WORK INSTRUCTIONS:
Return every entry in full, with no alterations.

___ DATA FOR THE TASK ___

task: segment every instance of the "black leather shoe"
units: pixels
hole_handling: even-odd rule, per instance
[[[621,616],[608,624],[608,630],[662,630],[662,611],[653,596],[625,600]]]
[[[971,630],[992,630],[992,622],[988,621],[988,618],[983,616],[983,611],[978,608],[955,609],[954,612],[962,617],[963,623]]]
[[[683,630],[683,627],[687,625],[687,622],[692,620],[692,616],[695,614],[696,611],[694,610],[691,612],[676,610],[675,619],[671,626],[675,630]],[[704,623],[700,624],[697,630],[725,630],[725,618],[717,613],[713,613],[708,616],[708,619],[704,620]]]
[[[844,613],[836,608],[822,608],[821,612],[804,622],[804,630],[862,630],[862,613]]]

___

RESPONSE AREA:
task: segment every instance of the "black leather shoe"
units: pixels
hole_handling: even-odd rule, per instance
[[[621,616],[608,624],[608,630],[662,630],[662,611],[653,596],[625,600]]]
[[[971,630],[992,630],[992,622],[988,621],[988,618],[983,616],[983,611],[978,608],[955,609],[954,612],[962,617],[963,623]]]
[[[683,630],[683,627],[687,625],[687,622],[692,620],[692,616],[695,614],[696,611],[694,610],[691,612],[676,610],[675,619],[671,626],[675,630]],[[704,623],[700,624],[697,630],[725,630],[725,618],[717,613],[713,613],[708,616],[708,619],[704,620]]]
[[[844,613],[836,608],[822,608],[821,612],[804,622],[804,630],[862,630],[862,613]]]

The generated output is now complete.